BEGIN Excerpted records

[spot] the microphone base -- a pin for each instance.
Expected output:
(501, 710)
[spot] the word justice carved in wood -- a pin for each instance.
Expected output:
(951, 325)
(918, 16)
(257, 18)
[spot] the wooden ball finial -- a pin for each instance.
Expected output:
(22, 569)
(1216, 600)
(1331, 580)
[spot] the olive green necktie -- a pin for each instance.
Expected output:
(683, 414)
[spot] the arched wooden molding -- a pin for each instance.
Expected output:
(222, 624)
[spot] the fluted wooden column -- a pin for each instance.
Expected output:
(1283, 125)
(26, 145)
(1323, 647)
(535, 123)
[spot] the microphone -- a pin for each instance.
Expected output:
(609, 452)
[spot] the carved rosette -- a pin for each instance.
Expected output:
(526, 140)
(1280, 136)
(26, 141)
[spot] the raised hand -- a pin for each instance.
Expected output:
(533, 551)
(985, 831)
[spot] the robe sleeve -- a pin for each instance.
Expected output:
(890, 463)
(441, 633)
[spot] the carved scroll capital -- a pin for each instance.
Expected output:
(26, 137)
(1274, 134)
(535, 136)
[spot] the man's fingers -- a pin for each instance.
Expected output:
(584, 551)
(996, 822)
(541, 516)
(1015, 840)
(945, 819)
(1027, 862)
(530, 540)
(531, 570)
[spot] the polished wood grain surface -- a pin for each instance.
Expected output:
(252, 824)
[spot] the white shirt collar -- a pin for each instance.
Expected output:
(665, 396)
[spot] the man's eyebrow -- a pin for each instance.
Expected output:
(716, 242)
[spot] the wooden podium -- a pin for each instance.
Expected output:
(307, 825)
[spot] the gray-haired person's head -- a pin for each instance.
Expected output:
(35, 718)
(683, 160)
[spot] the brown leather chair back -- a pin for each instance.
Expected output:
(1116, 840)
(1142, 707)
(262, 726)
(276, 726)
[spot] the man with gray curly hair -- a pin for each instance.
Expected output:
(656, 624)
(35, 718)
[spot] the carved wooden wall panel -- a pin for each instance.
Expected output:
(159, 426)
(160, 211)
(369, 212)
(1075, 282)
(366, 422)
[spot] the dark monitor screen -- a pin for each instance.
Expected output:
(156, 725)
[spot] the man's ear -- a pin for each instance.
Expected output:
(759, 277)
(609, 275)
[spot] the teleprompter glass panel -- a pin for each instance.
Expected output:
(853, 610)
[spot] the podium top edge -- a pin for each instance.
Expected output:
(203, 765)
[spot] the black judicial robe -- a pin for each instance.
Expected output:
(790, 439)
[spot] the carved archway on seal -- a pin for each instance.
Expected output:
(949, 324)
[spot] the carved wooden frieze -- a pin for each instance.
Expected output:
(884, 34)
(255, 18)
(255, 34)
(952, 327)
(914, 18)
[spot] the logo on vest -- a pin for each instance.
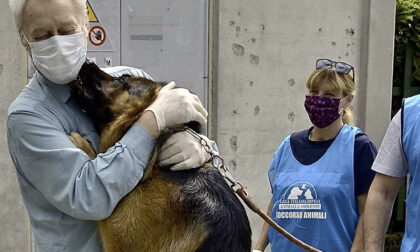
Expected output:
(300, 201)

END Excerpted records

▶ _Exercise brief_:
Where the string "microphone" occurs in the data, return the whole line.

▶ _Exercise solution_:
[spot] the microphone base -- a pin for each instance.
[spot] the microphone -- a pin for each instance.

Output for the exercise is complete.